Work by UCL Institute of Education (IOE) academic Dr Georgina Brewis is being featured as part of the British Academy’s virtual Summer Showcase.

Archive. Image by Chris Stermitz from Pixabay.

The free online festival, which takes place from 19-20 June, aims to provide intellectual nourishment to the ‘confined but still curious’, drawing on research in the humanities and social sciences.

Dr Brewis’s project looks at what we can learn from the histories of charities in Britain.

Through looking at charities’ archives, Dr Brewis argues that their records hold many clues to how charities addressed major challenges in the past, from domestic crises to humanitarian disasters. By examining these they can help influence how voluntary organisations respond to challenges now and in the future.

The research highlights the work of the British Academy Research Project (ARP) ‘Archiving the Mixed Economy of Welfare’, a collaborative, interdisciplinary project that promotes the preservation and use of the archives and records of charities, voluntary and community organisations.

The Summer Showcase brings together new research from history, music and literature to psychology and behavioural studies. Other activities from the event include:

  • Baking a pie fit for the royal court of George III;
  • Experiencing the fantastical cults of medieval saints;
  • Tracing the history of the keyboard in a tour of unusual vintage typewriters;
  • Reading experimental poetry written by women in inner-city Johannesburg;
  • Brewing authentic Arabian coffee while listening to stories of refugee home making.

● DIRECTIONS: Rewrite the excerpt's paragraph beginning "Through looking at charities' archives" in a single shorter sentence, keeping its main facts. Nothing in the records is needed for the task on the excerpt.

● RECORDS SHOWN:
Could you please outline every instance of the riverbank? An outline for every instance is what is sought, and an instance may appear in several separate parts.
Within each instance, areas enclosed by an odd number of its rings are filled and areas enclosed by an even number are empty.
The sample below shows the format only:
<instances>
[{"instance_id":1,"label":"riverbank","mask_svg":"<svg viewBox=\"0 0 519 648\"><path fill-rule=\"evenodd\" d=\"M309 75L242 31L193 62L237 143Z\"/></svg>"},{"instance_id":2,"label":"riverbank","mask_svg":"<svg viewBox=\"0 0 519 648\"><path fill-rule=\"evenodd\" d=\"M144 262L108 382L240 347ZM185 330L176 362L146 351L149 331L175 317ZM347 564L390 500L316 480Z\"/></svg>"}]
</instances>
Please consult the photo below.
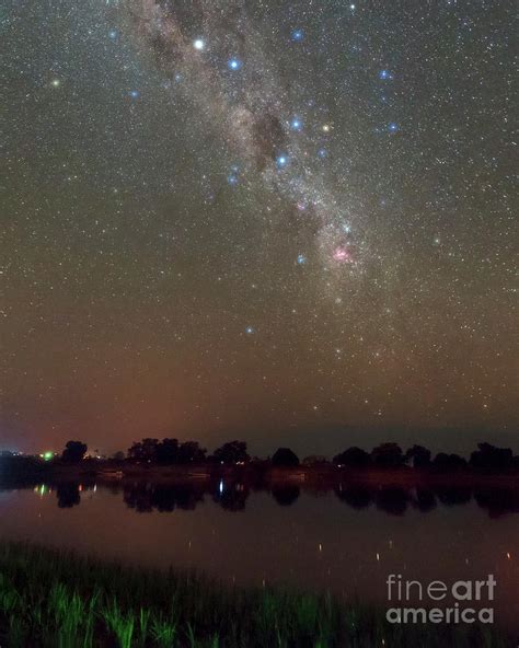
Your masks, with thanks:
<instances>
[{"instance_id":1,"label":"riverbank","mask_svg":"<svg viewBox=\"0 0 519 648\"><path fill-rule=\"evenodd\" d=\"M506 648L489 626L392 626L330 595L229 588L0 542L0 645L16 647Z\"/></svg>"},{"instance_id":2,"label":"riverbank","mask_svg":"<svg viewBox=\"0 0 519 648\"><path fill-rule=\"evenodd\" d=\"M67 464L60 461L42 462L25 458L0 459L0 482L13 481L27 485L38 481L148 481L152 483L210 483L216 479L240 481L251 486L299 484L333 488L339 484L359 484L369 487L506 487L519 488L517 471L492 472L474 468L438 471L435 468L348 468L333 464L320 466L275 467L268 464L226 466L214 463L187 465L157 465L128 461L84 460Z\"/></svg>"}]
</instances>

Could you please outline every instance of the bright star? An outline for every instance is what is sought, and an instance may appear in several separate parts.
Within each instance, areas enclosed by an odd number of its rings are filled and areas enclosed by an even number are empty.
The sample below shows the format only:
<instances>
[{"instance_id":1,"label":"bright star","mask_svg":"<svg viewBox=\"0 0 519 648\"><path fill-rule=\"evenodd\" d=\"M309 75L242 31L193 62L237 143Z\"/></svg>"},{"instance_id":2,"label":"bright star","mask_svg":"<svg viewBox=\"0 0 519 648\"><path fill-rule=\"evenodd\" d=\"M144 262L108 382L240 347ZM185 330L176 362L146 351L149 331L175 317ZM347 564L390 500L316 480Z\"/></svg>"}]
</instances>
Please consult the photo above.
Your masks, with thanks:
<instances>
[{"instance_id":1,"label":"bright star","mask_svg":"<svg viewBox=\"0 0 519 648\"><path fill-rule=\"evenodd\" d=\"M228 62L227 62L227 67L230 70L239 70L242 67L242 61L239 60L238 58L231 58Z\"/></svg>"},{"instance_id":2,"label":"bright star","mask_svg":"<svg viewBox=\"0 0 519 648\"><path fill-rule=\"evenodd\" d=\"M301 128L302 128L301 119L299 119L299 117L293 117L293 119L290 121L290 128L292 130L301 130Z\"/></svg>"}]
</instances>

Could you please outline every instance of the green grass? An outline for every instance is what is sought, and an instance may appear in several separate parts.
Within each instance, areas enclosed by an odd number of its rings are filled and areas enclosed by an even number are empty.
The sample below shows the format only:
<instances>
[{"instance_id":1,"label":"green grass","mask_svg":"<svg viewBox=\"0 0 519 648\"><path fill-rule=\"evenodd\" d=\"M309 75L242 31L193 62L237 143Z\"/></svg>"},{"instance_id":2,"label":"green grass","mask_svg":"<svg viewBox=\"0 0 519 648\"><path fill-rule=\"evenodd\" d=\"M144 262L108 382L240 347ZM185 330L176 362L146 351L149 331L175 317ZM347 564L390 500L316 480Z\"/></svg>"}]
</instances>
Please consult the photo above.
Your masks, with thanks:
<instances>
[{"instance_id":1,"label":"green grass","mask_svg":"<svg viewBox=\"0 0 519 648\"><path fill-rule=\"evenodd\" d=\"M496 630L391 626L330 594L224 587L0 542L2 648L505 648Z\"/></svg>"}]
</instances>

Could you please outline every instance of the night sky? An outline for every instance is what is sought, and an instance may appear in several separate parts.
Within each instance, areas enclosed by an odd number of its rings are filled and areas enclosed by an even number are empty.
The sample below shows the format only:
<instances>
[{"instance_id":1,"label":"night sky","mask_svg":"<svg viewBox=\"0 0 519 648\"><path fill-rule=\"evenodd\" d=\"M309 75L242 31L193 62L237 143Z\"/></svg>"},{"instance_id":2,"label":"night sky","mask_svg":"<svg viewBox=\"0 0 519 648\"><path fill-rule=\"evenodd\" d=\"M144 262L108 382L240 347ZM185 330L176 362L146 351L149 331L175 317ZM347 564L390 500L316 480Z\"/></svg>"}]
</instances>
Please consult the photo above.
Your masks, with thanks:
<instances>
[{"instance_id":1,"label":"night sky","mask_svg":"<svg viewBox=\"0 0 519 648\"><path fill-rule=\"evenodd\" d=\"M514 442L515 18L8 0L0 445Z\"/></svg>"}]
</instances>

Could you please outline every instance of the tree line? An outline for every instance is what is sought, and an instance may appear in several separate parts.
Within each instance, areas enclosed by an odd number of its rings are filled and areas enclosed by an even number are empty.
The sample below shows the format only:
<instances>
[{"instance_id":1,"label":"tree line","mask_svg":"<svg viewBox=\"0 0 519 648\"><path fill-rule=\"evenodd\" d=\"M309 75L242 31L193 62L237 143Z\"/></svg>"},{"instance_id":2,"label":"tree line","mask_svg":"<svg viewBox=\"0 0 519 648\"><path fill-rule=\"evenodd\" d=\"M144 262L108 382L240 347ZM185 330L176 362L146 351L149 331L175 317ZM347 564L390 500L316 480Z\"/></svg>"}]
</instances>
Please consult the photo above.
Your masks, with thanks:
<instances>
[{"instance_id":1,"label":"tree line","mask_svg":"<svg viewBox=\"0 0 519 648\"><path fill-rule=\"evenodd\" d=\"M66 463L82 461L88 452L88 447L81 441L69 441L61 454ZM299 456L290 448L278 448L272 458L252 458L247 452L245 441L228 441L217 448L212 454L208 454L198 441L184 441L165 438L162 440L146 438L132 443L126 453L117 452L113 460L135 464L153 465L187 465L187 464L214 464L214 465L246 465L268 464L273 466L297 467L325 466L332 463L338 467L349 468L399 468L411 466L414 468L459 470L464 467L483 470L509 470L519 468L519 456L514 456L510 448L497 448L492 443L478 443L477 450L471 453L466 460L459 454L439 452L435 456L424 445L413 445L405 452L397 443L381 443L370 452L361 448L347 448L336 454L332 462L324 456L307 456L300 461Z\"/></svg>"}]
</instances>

* * *

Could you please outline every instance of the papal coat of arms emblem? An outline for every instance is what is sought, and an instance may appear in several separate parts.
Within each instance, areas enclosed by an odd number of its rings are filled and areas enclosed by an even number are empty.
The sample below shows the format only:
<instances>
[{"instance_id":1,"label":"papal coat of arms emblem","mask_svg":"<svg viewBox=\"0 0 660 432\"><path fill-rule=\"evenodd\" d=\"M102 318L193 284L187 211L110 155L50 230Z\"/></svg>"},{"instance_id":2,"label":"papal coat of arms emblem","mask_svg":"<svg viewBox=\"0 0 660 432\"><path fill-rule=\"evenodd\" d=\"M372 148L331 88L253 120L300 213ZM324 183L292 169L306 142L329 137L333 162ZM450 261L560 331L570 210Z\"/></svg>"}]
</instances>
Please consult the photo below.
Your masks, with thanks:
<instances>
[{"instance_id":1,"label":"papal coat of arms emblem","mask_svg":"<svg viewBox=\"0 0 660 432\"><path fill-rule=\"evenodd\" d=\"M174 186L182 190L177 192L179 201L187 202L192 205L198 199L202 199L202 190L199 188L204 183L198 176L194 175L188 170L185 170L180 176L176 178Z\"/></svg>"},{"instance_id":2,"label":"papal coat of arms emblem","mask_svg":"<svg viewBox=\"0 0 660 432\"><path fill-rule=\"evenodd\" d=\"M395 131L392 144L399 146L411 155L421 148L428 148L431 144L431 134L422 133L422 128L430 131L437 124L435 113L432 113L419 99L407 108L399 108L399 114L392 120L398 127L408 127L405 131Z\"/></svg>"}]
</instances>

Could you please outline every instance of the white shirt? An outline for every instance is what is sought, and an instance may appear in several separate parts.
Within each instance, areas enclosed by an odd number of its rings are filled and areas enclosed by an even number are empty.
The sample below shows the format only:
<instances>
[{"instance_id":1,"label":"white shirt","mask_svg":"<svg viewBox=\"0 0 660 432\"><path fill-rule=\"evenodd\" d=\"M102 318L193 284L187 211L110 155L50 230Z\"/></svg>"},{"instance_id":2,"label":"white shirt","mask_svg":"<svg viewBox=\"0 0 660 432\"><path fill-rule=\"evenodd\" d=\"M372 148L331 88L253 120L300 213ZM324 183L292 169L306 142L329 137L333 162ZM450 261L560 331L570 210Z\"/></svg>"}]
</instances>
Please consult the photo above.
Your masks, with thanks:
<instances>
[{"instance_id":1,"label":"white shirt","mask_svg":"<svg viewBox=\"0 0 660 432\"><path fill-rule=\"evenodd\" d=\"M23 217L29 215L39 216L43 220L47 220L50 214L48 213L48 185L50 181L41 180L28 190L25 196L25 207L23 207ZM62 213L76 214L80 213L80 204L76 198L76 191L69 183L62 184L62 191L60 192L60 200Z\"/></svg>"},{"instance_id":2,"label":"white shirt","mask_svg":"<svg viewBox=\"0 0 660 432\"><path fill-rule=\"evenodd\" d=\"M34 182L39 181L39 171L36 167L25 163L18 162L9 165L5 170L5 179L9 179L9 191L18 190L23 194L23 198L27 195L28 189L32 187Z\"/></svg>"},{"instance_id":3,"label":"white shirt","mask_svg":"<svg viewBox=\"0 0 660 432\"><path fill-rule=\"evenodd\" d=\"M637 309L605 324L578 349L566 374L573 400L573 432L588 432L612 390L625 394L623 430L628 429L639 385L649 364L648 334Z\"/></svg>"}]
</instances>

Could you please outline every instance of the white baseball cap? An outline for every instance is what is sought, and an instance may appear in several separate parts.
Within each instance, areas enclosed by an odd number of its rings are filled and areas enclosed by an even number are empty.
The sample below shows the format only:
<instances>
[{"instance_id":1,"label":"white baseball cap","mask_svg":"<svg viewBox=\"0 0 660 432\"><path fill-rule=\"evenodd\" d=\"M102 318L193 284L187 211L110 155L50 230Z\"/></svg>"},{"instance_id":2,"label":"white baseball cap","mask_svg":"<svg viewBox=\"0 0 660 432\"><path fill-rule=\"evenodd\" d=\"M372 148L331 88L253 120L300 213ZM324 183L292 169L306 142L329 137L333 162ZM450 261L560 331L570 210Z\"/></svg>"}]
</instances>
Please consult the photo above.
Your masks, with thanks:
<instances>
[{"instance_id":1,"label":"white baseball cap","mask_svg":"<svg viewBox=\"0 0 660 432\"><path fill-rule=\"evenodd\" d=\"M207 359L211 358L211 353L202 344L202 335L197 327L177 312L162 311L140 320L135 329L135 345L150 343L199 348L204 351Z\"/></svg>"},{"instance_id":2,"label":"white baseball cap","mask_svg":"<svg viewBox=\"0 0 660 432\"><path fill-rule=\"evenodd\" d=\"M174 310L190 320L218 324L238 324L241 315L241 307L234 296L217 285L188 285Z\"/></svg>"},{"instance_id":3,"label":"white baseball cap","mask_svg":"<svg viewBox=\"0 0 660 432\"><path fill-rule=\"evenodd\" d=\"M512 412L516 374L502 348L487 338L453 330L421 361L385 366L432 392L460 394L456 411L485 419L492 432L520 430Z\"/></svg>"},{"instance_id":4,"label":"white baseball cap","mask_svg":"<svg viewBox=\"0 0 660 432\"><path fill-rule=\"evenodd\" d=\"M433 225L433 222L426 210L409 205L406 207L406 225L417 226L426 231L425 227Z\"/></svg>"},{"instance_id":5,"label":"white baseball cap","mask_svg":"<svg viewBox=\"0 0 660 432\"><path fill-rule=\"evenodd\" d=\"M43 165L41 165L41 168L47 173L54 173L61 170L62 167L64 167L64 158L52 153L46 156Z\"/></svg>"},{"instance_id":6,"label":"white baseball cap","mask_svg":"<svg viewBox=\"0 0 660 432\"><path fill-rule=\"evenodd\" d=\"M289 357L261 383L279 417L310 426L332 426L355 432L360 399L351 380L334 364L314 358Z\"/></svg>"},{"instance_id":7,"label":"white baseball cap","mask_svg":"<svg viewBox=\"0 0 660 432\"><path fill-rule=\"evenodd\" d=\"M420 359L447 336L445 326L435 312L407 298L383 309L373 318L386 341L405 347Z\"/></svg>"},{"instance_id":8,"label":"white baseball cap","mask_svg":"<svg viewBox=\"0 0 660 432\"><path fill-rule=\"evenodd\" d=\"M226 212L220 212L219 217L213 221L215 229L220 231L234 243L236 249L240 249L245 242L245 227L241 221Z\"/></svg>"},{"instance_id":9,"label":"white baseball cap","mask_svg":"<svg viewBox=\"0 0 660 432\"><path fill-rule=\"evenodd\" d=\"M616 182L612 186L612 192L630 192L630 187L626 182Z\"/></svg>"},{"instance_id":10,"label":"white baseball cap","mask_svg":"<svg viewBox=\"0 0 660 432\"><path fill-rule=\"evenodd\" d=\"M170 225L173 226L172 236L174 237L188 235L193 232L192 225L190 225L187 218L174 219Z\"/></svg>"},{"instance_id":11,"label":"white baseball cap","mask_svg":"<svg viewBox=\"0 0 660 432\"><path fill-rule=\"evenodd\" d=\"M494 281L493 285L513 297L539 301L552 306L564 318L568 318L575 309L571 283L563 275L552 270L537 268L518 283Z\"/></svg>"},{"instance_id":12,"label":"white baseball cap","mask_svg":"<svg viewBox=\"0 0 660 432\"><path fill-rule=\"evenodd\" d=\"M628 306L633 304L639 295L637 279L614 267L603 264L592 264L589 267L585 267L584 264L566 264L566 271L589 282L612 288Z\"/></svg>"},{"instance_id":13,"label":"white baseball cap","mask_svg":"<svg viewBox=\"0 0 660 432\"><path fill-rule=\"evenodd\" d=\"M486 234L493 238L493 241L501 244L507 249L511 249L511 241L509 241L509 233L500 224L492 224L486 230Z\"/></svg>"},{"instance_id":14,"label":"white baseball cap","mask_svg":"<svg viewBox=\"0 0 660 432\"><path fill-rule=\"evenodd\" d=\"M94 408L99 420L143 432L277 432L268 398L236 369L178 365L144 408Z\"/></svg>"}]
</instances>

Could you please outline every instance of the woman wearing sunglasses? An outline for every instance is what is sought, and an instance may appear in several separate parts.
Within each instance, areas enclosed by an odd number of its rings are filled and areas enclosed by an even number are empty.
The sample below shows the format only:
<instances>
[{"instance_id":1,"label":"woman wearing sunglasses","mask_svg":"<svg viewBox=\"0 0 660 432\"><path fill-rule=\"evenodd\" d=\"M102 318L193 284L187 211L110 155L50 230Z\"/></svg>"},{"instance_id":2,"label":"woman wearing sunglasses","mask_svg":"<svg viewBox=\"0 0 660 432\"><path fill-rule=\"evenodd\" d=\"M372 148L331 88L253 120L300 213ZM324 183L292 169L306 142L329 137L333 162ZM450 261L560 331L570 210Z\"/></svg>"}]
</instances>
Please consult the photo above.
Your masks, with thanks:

--

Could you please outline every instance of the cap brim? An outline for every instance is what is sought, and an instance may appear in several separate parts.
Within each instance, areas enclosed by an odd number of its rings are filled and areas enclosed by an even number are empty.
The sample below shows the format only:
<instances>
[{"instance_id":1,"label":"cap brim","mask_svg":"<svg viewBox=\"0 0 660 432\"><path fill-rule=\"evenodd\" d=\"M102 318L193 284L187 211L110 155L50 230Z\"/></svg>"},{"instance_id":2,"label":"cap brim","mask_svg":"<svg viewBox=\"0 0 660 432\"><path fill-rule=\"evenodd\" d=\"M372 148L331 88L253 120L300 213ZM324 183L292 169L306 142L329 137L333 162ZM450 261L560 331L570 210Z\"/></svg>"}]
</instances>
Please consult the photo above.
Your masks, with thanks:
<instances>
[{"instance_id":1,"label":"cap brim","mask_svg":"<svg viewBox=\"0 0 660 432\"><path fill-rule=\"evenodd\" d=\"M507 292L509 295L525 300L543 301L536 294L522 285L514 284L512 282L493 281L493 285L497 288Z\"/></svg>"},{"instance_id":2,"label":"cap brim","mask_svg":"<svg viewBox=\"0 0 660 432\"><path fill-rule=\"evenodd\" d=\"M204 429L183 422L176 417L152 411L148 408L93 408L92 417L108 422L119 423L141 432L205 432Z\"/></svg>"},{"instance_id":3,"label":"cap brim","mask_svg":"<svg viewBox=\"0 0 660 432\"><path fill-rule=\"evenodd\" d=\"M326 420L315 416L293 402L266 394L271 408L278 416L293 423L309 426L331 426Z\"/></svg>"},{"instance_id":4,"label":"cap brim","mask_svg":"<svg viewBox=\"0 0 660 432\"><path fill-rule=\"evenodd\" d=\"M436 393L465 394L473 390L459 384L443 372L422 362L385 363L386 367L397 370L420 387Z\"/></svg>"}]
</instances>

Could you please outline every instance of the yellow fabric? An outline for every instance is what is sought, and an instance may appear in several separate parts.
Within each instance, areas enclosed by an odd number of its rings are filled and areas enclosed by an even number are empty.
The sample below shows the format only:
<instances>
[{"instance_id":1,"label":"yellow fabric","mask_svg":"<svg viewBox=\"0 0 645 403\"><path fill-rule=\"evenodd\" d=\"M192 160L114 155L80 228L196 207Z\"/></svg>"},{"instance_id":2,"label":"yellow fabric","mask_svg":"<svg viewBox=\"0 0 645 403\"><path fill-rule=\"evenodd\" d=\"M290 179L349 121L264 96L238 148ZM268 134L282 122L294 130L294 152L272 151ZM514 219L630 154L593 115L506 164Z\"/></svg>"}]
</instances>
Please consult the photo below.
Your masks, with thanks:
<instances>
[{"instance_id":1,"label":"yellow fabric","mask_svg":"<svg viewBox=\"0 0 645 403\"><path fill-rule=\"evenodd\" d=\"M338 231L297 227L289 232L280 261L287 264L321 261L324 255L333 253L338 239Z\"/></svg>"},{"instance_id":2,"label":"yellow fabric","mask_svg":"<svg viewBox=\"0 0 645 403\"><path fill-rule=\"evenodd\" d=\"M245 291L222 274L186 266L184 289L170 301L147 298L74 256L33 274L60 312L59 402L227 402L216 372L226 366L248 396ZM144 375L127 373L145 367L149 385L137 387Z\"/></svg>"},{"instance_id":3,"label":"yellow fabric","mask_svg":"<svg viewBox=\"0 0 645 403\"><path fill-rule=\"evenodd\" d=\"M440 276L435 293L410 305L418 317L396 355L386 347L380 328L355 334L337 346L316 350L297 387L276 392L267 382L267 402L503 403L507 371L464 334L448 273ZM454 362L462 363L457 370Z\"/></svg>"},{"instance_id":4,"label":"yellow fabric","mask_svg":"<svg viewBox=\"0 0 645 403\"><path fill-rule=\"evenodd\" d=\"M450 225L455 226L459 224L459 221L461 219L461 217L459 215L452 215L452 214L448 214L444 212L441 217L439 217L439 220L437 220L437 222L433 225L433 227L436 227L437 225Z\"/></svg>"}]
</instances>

● RESULT FOR THIS TASK: Dr Brewis argues that charities' archives hold clues to how they handled past challenges, from domestic crises to humanitarian disasters, and that studying these records can help shape how voluntary organizations respond now and in the future.